▶ [EXERCISE REQUIREMENTS]
Print every item below line for line, changing nothing.

====== RECORDS SHOWN ======

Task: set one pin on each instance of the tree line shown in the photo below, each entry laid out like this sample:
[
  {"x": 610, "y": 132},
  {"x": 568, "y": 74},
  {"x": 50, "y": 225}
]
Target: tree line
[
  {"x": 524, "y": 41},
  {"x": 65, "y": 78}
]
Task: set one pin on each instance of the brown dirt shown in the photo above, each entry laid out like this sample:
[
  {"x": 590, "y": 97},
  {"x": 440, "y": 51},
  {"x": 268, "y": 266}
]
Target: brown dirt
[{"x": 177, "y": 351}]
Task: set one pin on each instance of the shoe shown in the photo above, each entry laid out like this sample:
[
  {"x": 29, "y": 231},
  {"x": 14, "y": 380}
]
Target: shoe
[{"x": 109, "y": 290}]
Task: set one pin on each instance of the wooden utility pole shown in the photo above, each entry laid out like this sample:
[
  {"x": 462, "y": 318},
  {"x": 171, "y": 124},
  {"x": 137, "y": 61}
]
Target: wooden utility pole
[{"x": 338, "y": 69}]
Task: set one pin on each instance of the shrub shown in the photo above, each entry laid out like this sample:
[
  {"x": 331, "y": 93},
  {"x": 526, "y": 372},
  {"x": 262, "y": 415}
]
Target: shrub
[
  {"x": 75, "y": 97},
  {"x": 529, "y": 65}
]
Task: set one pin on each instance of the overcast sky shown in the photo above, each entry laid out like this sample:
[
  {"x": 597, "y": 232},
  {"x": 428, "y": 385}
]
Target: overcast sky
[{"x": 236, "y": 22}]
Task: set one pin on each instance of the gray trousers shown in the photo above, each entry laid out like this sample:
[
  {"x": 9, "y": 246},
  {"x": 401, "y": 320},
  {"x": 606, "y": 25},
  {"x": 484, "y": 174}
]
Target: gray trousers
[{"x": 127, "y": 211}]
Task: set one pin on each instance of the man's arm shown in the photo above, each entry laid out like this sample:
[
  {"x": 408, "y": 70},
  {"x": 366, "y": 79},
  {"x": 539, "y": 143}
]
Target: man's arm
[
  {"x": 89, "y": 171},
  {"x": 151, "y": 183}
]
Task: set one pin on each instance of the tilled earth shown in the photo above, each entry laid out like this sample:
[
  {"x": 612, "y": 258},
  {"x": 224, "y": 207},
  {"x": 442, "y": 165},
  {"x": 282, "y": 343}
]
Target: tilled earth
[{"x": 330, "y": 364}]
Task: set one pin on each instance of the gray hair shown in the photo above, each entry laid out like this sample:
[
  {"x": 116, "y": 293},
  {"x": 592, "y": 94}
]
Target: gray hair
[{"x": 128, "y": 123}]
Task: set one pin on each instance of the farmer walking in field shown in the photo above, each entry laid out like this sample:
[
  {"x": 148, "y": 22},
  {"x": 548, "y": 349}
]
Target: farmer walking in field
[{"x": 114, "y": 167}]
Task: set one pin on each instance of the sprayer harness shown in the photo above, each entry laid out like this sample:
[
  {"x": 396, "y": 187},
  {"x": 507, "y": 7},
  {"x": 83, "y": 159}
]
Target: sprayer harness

======

▶ [THE ANSWER]
Task: set one pin on each instance of the tree line shown in the photo below, each entry laid out like this sample:
[
  {"x": 610, "y": 132},
  {"x": 568, "y": 74},
  {"x": 50, "y": 225}
]
Target: tree line
[
  {"x": 524, "y": 41},
  {"x": 65, "y": 78}
]
Task: set one pin on each instance of the brown dirt shown in the photo above, each entry laid out like this sample:
[
  {"x": 590, "y": 97},
  {"x": 440, "y": 51},
  {"x": 268, "y": 266}
]
Target: brown dirt
[{"x": 177, "y": 351}]
Task: set one pin on each instance of the shoe shown in the photo above, each entry laid out like this sample:
[
  {"x": 29, "y": 231},
  {"x": 14, "y": 380}
]
Target: shoe
[{"x": 109, "y": 290}]
Task: set one pin on each instance of the wooden utility pole shown in the photo above, each entry laid out like this sample:
[
  {"x": 462, "y": 318},
  {"x": 171, "y": 124},
  {"x": 137, "y": 61}
]
Target: wooden utility pole
[{"x": 338, "y": 69}]
Task: set one pin on each instance of the shrub shown in the photo above, each entry laid out like this sample:
[
  {"x": 331, "y": 93},
  {"x": 526, "y": 372},
  {"x": 262, "y": 415}
]
Target: shrub
[
  {"x": 75, "y": 97},
  {"x": 529, "y": 65}
]
Task: set one pin on each instance of the overcast sky shown in the photo above, each entry laid out like this sample:
[
  {"x": 597, "y": 232},
  {"x": 428, "y": 385}
]
Target: overcast sky
[{"x": 236, "y": 22}]
Task: set one pin on each instance of the gray trousers shown in the photo above, each entry laid out like this sample:
[
  {"x": 9, "y": 246},
  {"x": 401, "y": 320},
  {"x": 606, "y": 25},
  {"x": 484, "y": 174}
]
Target: gray trousers
[{"x": 127, "y": 211}]
Task: set one pin on each instance of the man's arm shown in the photo above, each entry laid out like this sample:
[
  {"x": 408, "y": 70},
  {"x": 366, "y": 79},
  {"x": 539, "y": 143}
]
Target: man's arm
[
  {"x": 89, "y": 171},
  {"x": 151, "y": 183}
]
Task: set one pin on each instance of the tilled earth shown in the photo above, each entry laid out like this sample:
[
  {"x": 612, "y": 258},
  {"x": 224, "y": 207},
  {"x": 442, "y": 165},
  {"x": 282, "y": 343}
]
Target: tilled earth
[{"x": 330, "y": 364}]
Task: set one pin on each instance of the gray hair shown in the photo above, each entry laid out like this sample:
[
  {"x": 116, "y": 293},
  {"x": 592, "y": 94}
]
Target: gray hair
[{"x": 128, "y": 123}]
Task: set one pin on each instance of the farmer walking in field shown in the photo above, each entry laid out like this sample:
[
  {"x": 148, "y": 22},
  {"x": 548, "y": 349}
]
Target: farmer walking in field
[{"x": 114, "y": 167}]
Task: set one pin on each instance of the sprayer harness shown in the photo above, each entry laid out like this sample:
[
  {"x": 396, "y": 187},
  {"x": 507, "y": 7},
  {"x": 83, "y": 159}
]
Target: sprayer harness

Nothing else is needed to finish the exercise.